WHAT IS EXPECTED:
Gather every line in the records below that contains the string "covered".
# start of RECORDED INFORMATION
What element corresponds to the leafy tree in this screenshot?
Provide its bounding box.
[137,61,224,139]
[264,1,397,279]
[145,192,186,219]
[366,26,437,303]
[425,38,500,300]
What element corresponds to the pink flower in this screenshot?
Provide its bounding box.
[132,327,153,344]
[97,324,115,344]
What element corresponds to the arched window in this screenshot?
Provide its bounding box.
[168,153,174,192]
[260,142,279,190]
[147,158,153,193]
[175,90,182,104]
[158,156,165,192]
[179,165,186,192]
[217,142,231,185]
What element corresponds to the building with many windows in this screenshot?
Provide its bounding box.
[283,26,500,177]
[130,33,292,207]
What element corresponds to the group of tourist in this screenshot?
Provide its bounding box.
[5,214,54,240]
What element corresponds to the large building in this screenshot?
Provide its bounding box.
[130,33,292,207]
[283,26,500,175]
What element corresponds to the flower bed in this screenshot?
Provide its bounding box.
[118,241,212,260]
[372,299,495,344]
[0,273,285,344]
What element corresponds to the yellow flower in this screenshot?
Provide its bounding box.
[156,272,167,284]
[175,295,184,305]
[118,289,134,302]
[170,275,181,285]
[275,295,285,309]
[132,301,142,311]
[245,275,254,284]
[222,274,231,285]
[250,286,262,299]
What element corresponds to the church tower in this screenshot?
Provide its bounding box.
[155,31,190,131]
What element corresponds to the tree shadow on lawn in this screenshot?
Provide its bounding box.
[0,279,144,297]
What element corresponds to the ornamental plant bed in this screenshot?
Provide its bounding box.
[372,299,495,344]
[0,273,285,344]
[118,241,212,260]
# end of RECORDED INFORMATION
# start of RECORDED INFORMATION
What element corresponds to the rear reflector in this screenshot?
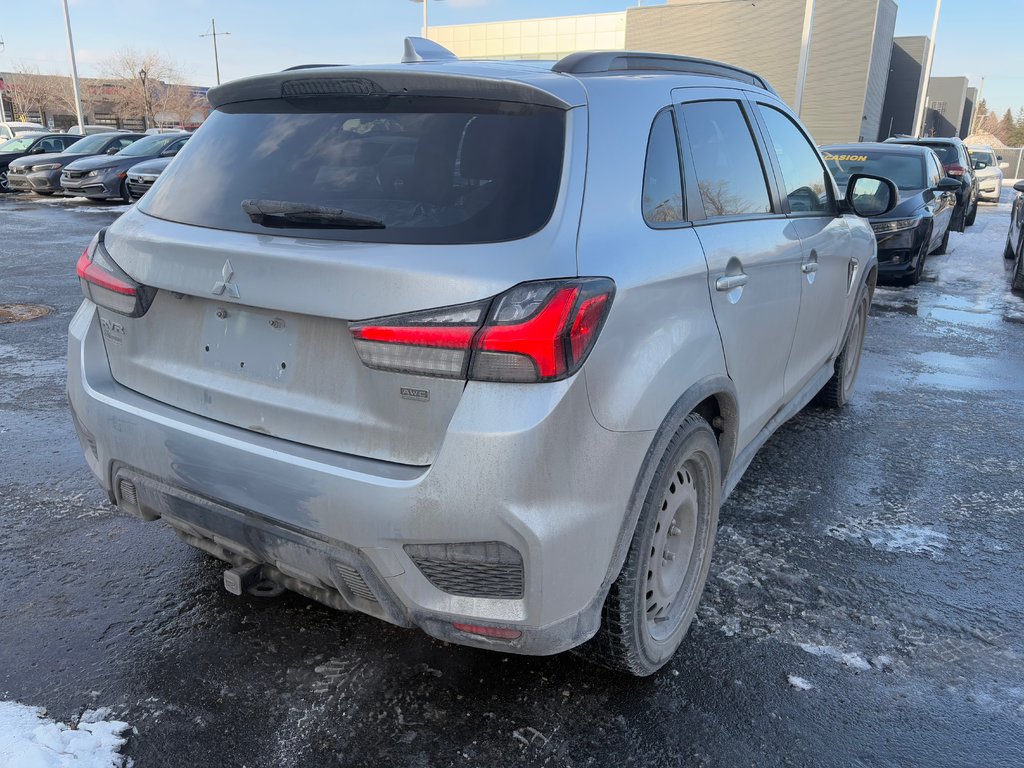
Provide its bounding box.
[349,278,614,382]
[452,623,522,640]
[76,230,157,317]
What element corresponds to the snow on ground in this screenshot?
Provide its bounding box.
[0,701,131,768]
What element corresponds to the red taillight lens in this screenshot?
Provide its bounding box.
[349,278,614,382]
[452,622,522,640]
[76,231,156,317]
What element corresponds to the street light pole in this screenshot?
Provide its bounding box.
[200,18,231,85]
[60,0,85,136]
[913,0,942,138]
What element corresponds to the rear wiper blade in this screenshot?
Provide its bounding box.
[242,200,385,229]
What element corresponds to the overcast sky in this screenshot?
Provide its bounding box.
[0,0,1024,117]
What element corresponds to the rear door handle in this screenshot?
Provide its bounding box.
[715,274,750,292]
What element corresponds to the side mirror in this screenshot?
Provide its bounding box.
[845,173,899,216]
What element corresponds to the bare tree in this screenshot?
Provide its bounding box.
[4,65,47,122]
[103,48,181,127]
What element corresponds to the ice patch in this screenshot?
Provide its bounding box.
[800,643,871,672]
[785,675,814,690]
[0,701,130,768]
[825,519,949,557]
# end of RECORDED INFORMATION
# start of RECORDED INFORMATION
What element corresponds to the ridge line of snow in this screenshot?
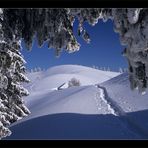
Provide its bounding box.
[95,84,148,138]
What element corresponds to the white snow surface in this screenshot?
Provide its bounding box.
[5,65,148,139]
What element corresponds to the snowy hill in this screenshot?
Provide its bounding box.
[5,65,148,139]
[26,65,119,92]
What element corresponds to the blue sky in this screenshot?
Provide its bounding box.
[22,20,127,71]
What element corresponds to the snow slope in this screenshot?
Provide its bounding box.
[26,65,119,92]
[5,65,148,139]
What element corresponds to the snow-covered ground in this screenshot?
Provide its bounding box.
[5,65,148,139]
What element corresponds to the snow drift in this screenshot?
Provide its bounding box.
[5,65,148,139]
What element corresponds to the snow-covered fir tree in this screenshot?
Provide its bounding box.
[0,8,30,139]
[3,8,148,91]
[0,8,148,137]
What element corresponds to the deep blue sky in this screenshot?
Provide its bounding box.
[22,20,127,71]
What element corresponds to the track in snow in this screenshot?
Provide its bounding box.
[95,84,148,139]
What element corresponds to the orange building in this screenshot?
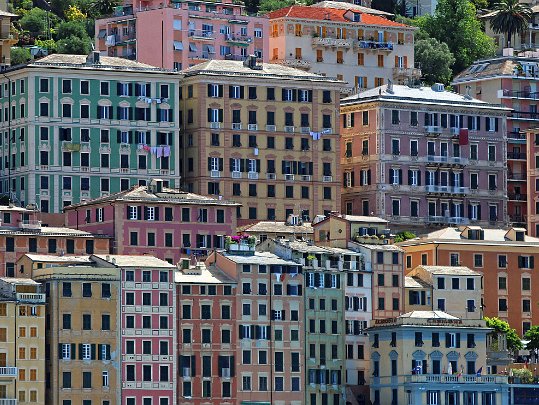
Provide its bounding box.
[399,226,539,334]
# end of RECORDED INFORMATION
TASK SOLUTION:
What element corresponds to the snow-covered ground in this screenshot?
What element corresponds to the snow-covered fir tree in this screenshot?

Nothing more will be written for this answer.